- **Given records**
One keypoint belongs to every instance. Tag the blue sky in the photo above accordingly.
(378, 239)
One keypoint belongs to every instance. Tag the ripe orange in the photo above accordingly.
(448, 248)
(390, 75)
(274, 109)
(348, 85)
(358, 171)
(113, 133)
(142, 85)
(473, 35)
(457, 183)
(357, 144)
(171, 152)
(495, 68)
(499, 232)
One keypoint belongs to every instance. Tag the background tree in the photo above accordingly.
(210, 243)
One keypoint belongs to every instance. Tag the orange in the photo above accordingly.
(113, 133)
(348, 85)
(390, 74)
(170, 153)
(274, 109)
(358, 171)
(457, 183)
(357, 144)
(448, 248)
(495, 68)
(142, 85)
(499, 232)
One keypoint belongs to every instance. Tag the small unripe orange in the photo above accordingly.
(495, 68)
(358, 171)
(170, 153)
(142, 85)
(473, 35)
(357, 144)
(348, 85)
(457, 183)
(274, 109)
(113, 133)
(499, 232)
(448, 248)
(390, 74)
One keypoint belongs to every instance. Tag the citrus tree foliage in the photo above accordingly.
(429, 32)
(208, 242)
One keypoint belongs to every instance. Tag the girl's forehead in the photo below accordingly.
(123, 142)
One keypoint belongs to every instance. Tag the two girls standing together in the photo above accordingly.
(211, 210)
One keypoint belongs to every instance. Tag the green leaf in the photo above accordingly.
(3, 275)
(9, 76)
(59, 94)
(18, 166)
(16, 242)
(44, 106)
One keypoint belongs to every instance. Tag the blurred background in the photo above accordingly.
* * *
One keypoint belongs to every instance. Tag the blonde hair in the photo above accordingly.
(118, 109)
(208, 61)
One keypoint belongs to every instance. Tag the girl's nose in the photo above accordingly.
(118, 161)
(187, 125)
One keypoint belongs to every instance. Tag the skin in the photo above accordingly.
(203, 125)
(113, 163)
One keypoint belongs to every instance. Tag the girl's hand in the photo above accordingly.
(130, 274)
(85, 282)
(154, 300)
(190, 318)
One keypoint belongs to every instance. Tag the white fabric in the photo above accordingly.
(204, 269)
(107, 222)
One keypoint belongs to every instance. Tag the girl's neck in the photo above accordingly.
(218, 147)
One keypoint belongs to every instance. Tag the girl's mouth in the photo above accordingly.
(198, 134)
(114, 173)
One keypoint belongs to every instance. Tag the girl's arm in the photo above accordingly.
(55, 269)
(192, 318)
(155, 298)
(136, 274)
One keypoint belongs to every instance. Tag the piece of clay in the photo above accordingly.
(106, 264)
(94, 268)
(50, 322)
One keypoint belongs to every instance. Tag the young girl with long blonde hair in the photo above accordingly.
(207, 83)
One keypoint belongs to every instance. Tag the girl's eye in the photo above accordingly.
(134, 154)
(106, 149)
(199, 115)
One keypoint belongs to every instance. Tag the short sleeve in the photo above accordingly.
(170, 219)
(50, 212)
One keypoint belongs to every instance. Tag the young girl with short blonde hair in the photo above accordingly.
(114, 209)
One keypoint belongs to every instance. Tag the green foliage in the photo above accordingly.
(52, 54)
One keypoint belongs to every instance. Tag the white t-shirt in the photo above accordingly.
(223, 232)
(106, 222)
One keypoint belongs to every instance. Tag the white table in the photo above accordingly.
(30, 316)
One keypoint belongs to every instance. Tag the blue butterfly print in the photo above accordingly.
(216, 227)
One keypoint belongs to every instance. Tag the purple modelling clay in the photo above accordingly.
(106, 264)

- **Task objective**
Both the line containing "One keypoint belongs to every instance. Tag the ripe" and the line containing "One keypoint belongs to every instance. Tag the blurred" belong in the answer. Print them and every line above that falls between them exactly, and no others.

- **Answer**
One keypoint belongs to every instance. Tag the ripe orange in the photo above accordingly.
(448, 248)
(390, 75)
(274, 109)
(348, 85)
(358, 171)
(113, 133)
(142, 85)
(473, 35)
(457, 183)
(357, 144)
(171, 152)
(495, 68)
(499, 232)
One keypoint belongs to every instance. Tag the background tree in the photo above accordingly.
(210, 243)
One keypoint belongs to every instance. Tag the orange in the photo above accordingly.
(113, 133)
(348, 85)
(390, 74)
(170, 153)
(274, 109)
(358, 171)
(457, 183)
(357, 144)
(448, 248)
(495, 68)
(142, 85)
(499, 232)
One keypoint belongs to every instance. Tag the small unripe orange in the photo above accordingly.
(495, 68)
(358, 171)
(170, 153)
(142, 85)
(473, 35)
(357, 144)
(348, 85)
(457, 183)
(274, 109)
(113, 133)
(499, 232)
(448, 248)
(390, 74)
One keypoint belongs to every instance. Tag the citrus tree foliage in the photo above accordingly.
(429, 32)
(208, 242)
One keypoint belongs to every instance. Tag the girl's forehead in the photo below accordingly.
(123, 142)
One keypoint belongs to every instance. Tag the two girls standing together in the photo above accordingly.
(211, 210)
One keypoint belongs to every instance. Tag the green leaf in the photo above accordingly.
(3, 275)
(9, 76)
(59, 94)
(18, 166)
(16, 242)
(44, 106)
One keypoint belongs to every instance. Tag the blurred background in the photo above accordingly.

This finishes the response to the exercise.